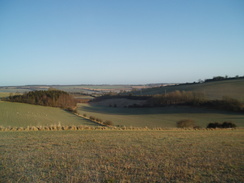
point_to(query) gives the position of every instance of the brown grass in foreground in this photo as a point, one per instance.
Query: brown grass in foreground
(122, 156)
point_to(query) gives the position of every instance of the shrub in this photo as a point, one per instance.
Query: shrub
(185, 123)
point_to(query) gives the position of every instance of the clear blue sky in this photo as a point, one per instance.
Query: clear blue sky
(119, 41)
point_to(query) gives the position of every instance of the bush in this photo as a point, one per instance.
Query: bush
(223, 125)
(108, 122)
(185, 123)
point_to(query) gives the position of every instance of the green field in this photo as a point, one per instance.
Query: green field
(122, 156)
(23, 115)
(4, 94)
(159, 117)
(212, 90)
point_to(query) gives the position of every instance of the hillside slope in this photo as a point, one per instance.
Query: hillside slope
(212, 90)
(23, 115)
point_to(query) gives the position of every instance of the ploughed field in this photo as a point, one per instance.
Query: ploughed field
(122, 156)
(164, 117)
(23, 115)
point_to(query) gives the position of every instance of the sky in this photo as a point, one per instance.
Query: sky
(119, 41)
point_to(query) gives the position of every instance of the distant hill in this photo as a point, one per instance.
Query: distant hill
(233, 88)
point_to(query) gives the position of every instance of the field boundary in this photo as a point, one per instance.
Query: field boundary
(109, 128)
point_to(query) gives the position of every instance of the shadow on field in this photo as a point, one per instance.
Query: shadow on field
(156, 110)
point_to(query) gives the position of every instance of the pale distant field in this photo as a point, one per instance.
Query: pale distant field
(122, 156)
(211, 90)
(159, 117)
(23, 115)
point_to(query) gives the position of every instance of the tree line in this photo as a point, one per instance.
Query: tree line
(52, 98)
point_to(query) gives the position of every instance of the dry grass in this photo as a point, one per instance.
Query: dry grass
(122, 156)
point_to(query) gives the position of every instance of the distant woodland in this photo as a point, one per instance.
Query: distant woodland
(178, 98)
(52, 98)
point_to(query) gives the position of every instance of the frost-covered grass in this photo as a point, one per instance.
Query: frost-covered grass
(122, 156)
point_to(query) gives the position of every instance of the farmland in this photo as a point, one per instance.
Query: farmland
(212, 90)
(122, 156)
(22, 115)
(165, 117)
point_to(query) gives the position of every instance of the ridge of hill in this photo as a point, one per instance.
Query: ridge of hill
(212, 90)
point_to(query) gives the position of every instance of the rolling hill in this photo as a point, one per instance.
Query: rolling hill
(212, 90)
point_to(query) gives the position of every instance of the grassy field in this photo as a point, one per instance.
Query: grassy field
(23, 115)
(159, 117)
(212, 90)
(4, 94)
(122, 156)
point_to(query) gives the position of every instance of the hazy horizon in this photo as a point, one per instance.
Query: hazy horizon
(117, 42)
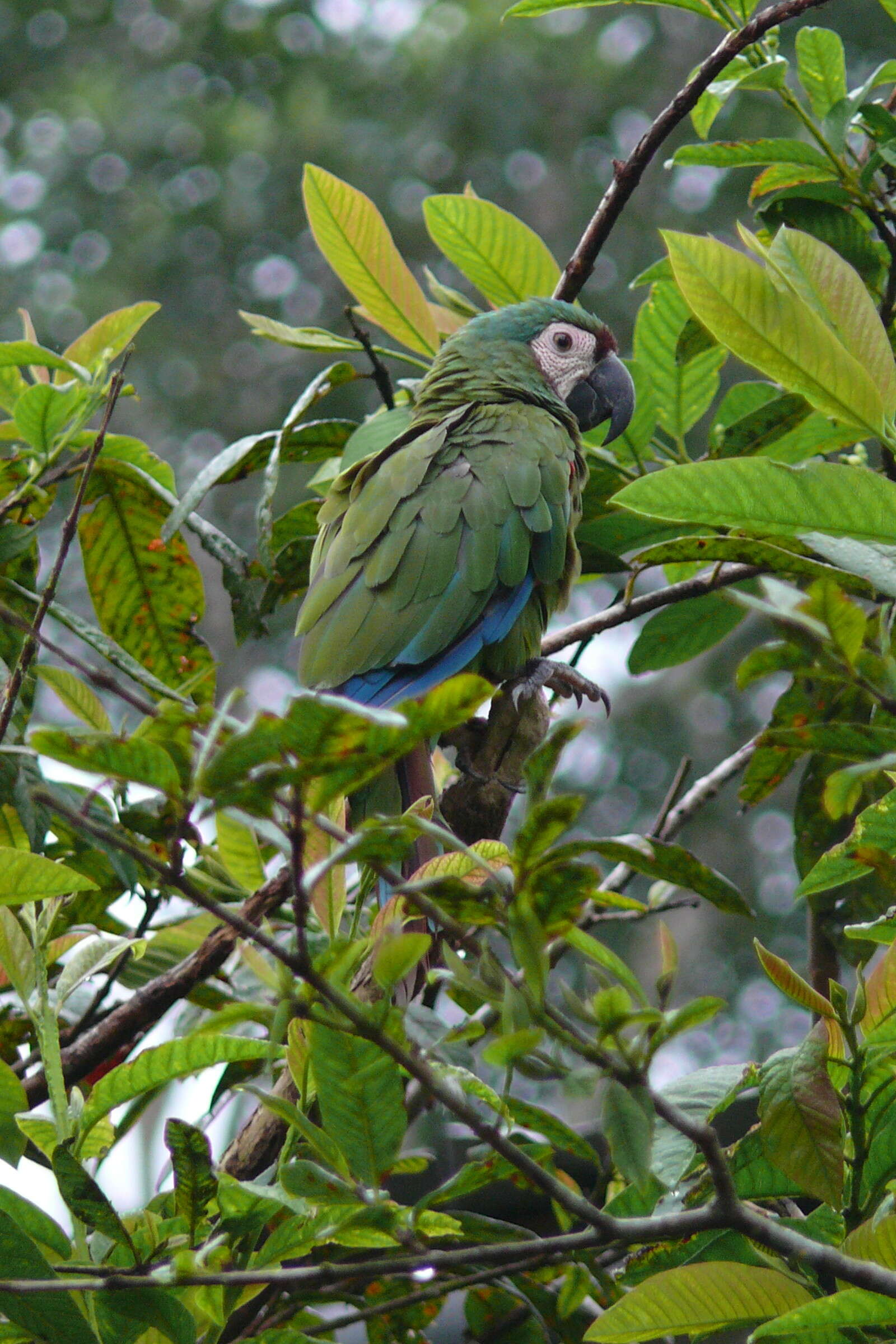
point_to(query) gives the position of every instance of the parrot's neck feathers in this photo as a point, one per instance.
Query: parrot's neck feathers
(469, 373)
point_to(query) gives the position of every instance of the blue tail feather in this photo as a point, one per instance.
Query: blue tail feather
(382, 687)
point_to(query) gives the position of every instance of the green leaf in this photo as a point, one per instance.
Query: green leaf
(783, 976)
(308, 1180)
(738, 74)
(698, 1299)
(109, 337)
(77, 697)
(319, 339)
(34, 1222)
(511, 1046)
(774, 330)
(800, 1119)
(125, 1316)
(362, 1100)
(683, 391)
(86, 1201)
(880, 992)
(531, 8)
(872, 832)
(554, 1130)
(12, 1100)
(745, 552)
(195, 1183)
(92, 955)
(375, 433)
(497, 253)
(120, 758)
(629, 1131)
(872, 561)
(311, 442)
(23, 354)
(147, 593)
(770, 498)
(162, 1065)
(15, 541)
(606, 959)
(672, 864)
(395, 958)
(823, 68)
(682, 632)
(29, 877)
(314, 1135)
(240, 852)
(836, 293)
(42, 412)
(354, 237)
(752, 153)
(853, 1307)
(54, 1318)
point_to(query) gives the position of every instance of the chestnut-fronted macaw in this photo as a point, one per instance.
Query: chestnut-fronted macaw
(450, 549)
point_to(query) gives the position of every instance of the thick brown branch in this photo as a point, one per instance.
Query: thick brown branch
(629, 172)
(69, 529)
(123, 1027)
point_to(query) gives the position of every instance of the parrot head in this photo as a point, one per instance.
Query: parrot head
(543, 351)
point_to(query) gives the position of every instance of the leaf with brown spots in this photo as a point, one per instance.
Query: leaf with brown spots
(147, 596)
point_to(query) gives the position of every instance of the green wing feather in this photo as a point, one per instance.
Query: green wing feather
(416, 541)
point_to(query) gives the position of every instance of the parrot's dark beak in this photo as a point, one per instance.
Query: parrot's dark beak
(608, 393)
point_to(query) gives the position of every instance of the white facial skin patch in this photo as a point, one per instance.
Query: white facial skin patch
(564, 354)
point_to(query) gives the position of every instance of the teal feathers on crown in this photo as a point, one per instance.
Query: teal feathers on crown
(491, 360)
(452, 548)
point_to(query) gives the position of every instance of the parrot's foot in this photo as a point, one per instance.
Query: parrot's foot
(557, 676)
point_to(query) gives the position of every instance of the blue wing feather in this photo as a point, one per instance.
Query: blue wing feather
(403, 680)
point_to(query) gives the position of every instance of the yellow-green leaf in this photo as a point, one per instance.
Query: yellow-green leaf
(163, 1063)
(119, 758)
(855, 1307)
(880, 991)
(823, 68)
(800, 1117)
(354, 237)
(836, 292)
(29, 877)
(698, 1299)
(240, 852)
(503, 257)
(774, 331)
(147, 593)
(77, 697)
(875, 1241)
(790, 983)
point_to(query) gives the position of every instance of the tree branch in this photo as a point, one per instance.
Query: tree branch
(129, 1020)
(629, 610)
(69, 529)
(628, 174)
(381, 373)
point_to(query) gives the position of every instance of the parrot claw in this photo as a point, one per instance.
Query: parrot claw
(559, 678)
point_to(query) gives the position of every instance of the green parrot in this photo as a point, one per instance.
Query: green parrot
(450, 549)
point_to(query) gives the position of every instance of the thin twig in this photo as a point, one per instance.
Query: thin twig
(128, 1022)
(69, 529)
(297, 867)
(622, 612)
(381, 371)
(102, 680)
(628, 174)
(673, 794)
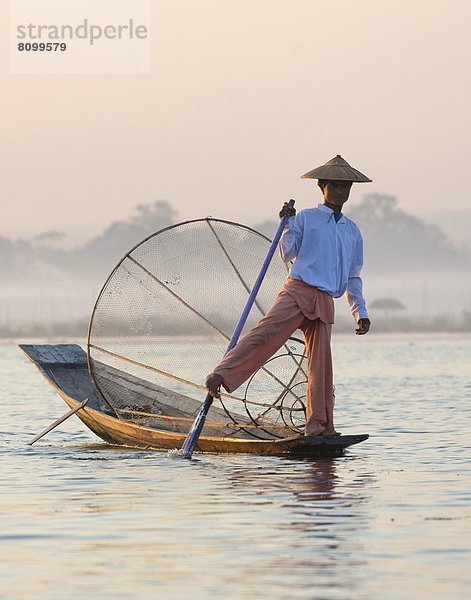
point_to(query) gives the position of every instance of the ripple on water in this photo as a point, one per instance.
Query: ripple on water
(390, 519)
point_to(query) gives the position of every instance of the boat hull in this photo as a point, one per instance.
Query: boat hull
(54, 364)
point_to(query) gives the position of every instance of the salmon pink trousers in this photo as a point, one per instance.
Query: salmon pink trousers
(298, 306)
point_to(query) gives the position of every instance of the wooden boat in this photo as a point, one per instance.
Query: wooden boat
(64, 366)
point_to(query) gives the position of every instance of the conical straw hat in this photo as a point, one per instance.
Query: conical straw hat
(336, 169)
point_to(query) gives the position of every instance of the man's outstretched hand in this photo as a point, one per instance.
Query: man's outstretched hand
(363, 326)
(287, 211)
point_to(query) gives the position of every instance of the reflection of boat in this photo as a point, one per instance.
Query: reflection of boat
(157, 424)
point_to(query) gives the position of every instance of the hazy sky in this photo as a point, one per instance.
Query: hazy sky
(245, 96)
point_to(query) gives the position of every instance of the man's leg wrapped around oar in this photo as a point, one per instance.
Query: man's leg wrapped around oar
(298, 306)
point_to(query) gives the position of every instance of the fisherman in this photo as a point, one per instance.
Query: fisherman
(326, 250)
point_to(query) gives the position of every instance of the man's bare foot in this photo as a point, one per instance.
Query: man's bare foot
(213, 384)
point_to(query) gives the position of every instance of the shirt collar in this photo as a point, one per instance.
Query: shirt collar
(328, 211)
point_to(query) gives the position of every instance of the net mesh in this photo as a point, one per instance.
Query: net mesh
(164, 318)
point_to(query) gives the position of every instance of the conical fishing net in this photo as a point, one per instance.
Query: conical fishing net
(163, 320)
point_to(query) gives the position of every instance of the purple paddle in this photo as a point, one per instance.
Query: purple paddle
(191, 439)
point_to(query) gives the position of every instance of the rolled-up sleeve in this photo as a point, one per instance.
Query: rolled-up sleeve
(354, 291)
(290, 240)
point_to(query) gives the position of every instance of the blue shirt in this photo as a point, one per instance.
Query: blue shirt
(327, 254)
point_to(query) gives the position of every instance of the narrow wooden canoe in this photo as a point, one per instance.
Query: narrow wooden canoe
(64, 366)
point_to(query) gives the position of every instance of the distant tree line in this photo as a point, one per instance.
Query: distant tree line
(394, 241)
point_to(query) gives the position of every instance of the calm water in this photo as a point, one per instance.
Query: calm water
(390, 519)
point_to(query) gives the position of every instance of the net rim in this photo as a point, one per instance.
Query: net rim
(208, 219)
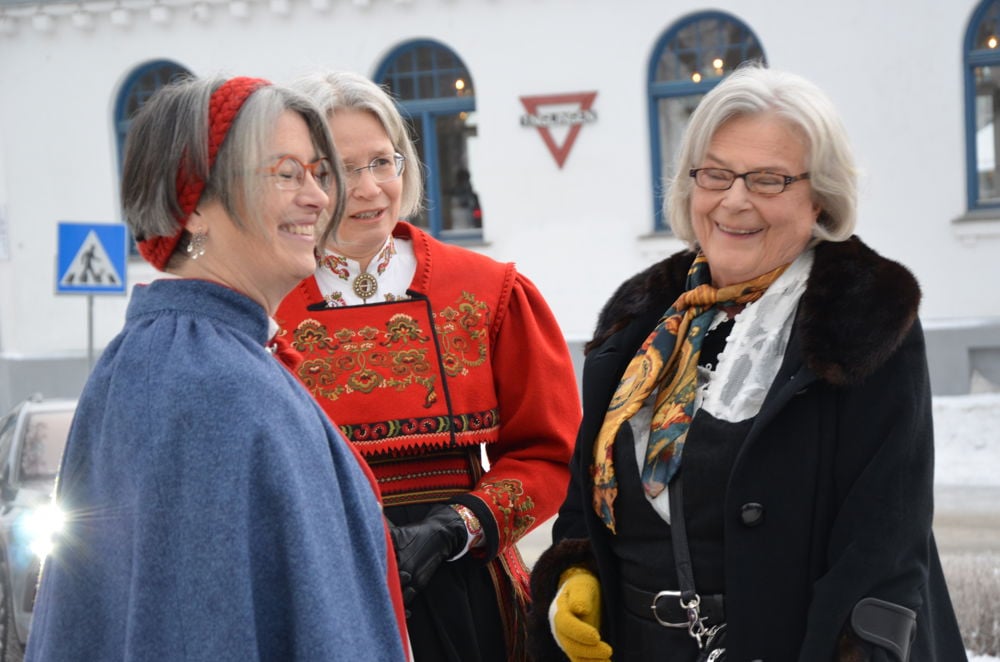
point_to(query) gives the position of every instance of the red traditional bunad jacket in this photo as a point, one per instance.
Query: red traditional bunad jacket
(473, 357)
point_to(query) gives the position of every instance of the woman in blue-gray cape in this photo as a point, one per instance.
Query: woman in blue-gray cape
(212, 510)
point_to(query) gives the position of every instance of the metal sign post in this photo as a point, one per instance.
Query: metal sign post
(91, 260)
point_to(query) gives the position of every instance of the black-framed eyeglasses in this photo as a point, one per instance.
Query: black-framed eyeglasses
(722, 179)
(382, 169)
(290, 174)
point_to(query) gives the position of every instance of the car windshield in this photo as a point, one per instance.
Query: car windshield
(44, 441)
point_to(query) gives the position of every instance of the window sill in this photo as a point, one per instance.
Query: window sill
(976, 225)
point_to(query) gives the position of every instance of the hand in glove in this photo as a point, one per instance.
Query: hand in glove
(575, 617)
(422, 546)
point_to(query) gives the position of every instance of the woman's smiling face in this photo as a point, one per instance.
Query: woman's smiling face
(372, 208)
(745, 234)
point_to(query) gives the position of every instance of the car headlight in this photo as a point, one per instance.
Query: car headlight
(40, 527)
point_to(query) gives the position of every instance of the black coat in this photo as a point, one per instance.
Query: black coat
(840, 457)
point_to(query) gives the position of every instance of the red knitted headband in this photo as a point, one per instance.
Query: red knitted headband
(222, 111)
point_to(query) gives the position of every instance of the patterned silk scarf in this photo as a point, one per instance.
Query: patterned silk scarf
(663, 361)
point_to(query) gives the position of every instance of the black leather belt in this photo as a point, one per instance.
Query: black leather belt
(666, 609)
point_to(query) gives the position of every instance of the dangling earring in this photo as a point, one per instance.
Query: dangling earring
(196, 247)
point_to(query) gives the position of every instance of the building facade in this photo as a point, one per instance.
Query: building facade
(546, 127)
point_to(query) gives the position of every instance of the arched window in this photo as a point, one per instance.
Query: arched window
(689, 60)
(435, 92)
(982, 105)
(138, 87)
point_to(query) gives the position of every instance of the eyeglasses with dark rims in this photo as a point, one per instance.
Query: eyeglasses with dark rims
(383, 169)
(764, 183)
(290, 174)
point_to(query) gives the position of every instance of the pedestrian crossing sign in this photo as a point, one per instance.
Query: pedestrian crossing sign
(91, 258)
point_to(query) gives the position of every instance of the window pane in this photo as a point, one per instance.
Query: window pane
(706, 48)
(460, 208)
(986, 34)
(674, 115)
(987, 105)
(444, 134)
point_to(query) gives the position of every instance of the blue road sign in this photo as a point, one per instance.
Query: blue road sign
(91, 258)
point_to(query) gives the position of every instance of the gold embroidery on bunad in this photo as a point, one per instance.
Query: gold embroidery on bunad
(515, 507)
(462, 334)
(363, 360)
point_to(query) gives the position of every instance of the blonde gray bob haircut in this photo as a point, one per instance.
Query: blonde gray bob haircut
(172, 129)
(344, 90)
(755, 90)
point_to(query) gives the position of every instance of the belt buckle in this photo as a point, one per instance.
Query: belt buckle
(667, 594)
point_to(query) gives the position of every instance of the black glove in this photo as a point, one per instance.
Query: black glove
(422, 546)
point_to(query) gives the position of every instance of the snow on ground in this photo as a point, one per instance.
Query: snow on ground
(967, 446)
(967, 439)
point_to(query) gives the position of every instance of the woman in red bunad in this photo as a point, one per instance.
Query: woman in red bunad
(426, 354)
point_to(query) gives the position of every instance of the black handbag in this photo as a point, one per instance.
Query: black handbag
(711, 641)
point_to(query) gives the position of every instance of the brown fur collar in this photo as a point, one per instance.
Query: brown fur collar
(857, 308)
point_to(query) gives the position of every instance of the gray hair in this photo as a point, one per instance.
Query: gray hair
(344, 90)
(753, 90)
(171, 131)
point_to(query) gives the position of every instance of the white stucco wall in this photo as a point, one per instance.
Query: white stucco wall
(893, 68)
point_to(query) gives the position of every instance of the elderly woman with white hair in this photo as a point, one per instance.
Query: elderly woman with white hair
(777, 368)
(430, 356)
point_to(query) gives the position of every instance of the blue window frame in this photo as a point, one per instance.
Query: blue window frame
(435, 92)
(138, 87)
(982, 106)
(689, 59)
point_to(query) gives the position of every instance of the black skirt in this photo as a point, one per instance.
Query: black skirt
(457, 617)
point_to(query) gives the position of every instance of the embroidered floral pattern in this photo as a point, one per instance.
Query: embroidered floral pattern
(462, 331)
(368, 432)
(385, 256)
(513, 505)
(400, 356)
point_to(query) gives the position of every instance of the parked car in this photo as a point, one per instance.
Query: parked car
(32, 438)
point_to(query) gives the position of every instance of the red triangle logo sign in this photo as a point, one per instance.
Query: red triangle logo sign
(558, 110)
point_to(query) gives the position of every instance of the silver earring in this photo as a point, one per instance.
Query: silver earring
(196, 247)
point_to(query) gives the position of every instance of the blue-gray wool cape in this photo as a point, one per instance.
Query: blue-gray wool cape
(214, 511)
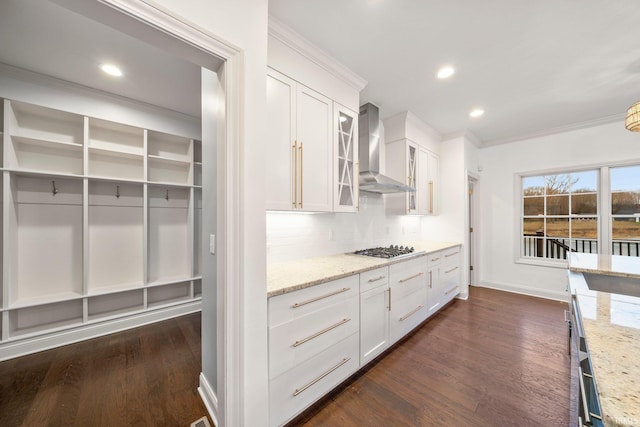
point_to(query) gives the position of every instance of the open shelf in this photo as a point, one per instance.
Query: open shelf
(168, 294)
(116, 137)
(115, 164)
(103, 306)
(115, 235)
(46, 237)
(170, 242)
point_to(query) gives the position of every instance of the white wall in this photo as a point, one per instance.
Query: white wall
(594, 146)
(243, 23)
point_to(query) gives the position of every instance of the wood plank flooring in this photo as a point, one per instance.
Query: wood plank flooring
(146, 376)
(499, 359)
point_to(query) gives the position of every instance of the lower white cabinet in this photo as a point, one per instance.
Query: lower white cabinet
(375, 303)
(408, 296)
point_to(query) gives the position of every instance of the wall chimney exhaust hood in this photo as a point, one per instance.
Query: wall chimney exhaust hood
(371, 179)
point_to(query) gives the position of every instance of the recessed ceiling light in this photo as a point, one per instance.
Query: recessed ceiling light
(445, 72)
(477, 112)
(111, 69)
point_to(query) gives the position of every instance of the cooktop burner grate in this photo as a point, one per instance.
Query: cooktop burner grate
(392, 251)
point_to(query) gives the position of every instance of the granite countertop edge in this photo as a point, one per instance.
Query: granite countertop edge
(284, 277)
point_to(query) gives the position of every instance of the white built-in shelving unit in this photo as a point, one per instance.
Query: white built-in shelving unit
(100, 220)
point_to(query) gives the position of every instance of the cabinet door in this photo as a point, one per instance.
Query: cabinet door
(315, 151)
(281, 127)
(374, 323)
(412, 175)
(346, 161)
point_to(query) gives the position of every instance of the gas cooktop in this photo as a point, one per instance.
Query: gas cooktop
(393, 251)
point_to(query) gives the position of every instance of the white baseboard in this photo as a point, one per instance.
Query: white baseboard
(209, 398)
(526, 290)
(22, 347)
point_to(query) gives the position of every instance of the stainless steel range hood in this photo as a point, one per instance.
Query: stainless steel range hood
(371, 179)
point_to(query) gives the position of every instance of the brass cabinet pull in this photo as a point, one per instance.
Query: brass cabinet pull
(430, 196)
(411, 313)
(301, 177)
(410, 277)
(295, 173)
(317, 334)
(309, 301)
(324, 374)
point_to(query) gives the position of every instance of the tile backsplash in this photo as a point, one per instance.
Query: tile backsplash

● ● ● ● ● ● ●

- **What you should do**: Set down, word for word, only the lines running from the line with "of the cabinet" to the last line of the listing above. Both of those lines belong in your answer.

- **Written reply**:
point_to(query) gives the position of every instance of the cabinet door in this photo as a point, one per instance.
Query: cabinet door
(315, 151)
(281, 127)
(374, 323)
(412, 175)
(346, 161)
point_to(query) gives the position of every instance of the gas cooktop in this photo as a point, one per instance.
Query: gas cooktop
(393, 251)
point_to(query) gives the position of every instance of the white baseboard in this photo as a point, one per instance.
Query: white baseboard
(209, 398)
(526, 290)
(22, 347)
point_to(query) gives the position of every instance of the stainless steel range hood in this photo as a point, one per instance.
Query: stainless steel range hood
(371, 179)
point_to(query) gives the position of every instance of the brass cabinet pull in this photo as a point, one per instance.
Query: brass cabinet pull
(430, 196)
(411, 313)
(301, 177)
(410, 277)
(295, 173)
(317, 334)
(309, 301)
(324, 374)
point_to(query) gives the position of every instance of the tile backsplash in this photo as a point, one per instance.
Query: tile backsplash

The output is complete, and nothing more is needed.